Job item: Report each line of the records below in which the string "image" appears.

Collected data entries:
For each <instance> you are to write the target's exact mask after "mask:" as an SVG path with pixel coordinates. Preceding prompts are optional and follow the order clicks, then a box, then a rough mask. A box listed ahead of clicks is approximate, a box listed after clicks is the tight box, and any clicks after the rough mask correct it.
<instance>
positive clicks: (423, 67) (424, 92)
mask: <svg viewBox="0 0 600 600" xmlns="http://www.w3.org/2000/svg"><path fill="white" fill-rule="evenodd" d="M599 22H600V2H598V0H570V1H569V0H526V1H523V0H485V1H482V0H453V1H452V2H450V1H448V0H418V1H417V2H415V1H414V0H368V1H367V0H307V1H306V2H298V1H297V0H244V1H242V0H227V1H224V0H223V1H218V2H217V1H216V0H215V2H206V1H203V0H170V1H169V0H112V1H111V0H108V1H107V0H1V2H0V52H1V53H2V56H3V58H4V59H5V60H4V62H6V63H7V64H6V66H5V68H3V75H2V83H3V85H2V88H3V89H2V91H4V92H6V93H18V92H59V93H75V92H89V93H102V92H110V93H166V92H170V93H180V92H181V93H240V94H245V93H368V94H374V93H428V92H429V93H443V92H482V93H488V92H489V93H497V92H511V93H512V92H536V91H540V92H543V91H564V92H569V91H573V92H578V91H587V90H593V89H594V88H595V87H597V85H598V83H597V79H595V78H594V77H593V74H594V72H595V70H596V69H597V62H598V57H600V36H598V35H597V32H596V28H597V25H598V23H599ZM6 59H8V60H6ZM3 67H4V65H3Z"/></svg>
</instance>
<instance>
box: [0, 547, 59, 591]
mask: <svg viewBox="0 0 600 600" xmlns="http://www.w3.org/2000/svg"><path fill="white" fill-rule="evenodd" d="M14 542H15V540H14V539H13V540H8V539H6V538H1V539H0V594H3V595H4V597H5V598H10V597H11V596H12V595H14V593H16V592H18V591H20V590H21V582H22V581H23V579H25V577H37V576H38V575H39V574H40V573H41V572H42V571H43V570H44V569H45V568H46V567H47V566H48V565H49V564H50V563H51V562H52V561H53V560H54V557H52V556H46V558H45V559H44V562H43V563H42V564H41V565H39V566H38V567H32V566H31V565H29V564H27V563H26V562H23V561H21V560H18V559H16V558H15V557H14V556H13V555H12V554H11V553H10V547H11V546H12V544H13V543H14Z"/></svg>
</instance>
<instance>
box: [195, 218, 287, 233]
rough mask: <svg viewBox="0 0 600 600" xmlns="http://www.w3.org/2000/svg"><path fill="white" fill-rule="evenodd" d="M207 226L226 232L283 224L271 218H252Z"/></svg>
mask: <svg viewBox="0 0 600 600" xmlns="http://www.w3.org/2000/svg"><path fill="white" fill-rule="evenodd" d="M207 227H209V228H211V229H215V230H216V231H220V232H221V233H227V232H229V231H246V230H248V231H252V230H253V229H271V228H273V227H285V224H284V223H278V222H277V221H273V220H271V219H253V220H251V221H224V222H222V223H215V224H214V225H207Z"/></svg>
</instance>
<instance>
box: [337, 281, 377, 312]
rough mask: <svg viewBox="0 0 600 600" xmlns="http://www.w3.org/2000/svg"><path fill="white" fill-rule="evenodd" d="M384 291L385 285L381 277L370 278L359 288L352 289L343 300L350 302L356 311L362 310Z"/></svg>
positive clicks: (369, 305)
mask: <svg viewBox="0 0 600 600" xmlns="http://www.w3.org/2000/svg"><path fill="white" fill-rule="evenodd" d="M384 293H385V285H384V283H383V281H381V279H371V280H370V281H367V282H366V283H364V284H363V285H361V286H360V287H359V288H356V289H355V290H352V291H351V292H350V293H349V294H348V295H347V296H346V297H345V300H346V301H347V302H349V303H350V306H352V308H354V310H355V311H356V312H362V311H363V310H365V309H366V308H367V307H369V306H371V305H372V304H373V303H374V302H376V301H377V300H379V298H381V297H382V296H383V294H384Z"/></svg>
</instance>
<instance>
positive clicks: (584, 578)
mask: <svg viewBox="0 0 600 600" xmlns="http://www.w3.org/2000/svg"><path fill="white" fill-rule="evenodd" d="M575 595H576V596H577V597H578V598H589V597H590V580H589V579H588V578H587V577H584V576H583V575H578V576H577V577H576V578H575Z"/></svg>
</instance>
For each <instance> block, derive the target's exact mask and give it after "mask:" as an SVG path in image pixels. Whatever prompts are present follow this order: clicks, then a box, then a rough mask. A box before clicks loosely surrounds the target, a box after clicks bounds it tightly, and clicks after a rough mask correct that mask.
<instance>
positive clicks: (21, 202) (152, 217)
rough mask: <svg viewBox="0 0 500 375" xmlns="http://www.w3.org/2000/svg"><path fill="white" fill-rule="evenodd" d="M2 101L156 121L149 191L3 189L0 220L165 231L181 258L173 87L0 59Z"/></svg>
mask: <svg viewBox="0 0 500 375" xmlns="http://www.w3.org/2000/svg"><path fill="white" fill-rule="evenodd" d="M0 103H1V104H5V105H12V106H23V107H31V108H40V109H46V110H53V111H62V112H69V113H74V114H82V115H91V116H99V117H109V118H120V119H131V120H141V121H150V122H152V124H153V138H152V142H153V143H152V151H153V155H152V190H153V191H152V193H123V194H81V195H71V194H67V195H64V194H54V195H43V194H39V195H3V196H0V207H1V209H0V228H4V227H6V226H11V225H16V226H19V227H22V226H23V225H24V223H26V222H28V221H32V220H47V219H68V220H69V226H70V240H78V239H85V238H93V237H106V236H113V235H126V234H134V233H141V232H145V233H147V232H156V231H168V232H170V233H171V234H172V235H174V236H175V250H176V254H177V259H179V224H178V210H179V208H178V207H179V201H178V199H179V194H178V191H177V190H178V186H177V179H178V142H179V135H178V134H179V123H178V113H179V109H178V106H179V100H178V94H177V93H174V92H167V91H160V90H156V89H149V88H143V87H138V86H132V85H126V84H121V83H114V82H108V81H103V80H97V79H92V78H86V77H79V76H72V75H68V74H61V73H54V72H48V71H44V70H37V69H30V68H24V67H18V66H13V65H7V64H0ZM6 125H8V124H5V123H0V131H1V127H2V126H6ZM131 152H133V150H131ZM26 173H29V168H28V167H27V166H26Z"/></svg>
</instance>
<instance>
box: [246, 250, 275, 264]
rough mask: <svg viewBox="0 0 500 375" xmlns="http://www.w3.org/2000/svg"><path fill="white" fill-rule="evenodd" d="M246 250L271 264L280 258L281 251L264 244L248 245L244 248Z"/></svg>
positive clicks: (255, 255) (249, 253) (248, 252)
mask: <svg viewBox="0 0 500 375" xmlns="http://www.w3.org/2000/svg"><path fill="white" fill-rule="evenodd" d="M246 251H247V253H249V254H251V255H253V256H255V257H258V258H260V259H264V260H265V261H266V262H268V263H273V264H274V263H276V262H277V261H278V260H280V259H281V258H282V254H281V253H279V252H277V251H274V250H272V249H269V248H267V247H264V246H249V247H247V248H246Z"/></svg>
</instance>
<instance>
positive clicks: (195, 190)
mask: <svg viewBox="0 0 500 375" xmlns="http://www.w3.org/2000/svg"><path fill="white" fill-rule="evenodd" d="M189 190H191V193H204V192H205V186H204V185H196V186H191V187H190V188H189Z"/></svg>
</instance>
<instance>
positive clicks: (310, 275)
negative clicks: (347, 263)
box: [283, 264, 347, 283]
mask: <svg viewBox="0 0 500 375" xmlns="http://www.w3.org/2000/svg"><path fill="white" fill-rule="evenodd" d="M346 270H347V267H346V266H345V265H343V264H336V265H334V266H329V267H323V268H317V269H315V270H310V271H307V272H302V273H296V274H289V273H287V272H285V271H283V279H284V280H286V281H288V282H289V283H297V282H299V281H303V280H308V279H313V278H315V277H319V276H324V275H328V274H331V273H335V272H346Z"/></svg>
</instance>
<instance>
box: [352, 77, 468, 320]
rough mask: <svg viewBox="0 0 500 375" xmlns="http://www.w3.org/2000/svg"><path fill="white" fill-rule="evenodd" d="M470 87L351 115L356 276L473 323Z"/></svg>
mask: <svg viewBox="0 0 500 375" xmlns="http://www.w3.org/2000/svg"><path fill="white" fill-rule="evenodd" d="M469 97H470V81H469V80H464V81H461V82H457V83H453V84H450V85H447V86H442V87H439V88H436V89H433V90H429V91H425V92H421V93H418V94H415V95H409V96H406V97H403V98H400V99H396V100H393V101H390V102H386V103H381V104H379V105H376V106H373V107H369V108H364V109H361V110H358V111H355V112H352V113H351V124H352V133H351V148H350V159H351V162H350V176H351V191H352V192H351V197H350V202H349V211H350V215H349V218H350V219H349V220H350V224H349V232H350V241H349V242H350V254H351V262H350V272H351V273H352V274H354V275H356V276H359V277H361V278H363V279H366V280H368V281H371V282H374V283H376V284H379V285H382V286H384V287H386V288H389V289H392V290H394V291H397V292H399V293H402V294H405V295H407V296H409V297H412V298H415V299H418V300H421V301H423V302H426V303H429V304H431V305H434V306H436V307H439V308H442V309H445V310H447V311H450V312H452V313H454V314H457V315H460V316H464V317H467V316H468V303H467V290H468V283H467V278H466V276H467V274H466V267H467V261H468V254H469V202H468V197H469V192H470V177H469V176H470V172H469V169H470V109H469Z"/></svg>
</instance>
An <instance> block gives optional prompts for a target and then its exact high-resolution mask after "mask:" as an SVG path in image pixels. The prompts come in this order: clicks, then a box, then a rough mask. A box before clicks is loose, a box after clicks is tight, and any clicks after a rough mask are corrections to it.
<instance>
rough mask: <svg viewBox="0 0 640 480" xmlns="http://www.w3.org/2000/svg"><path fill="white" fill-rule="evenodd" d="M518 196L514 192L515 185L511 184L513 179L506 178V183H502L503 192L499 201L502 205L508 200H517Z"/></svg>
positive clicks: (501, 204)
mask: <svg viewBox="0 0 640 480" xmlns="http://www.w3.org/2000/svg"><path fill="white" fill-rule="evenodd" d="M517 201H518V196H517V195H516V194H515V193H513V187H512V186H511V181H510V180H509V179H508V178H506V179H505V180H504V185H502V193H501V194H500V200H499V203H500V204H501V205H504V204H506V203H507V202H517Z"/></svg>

Expected answer:
For each <instance> block, derive the target's exact mask and give it after "mask:" as an SVG path in image pixels. Whatever prompts are present follow this order: clicks, then a box, then a rough mask. A box before clicks loosely surrounds the target, a box after clicks bounds it tightly, and clicks after a rough mask correct that mask.
An <instance> block gives optional prompts for a target and then its exact high-resolution mask after "mask:" as an SVG path in image pixels. The prompts come in this order: clicks, then a box, then a rough mask. A box before clicks is loose, a box after clicks is tight, and any clicks after a rough mask are corrections to it.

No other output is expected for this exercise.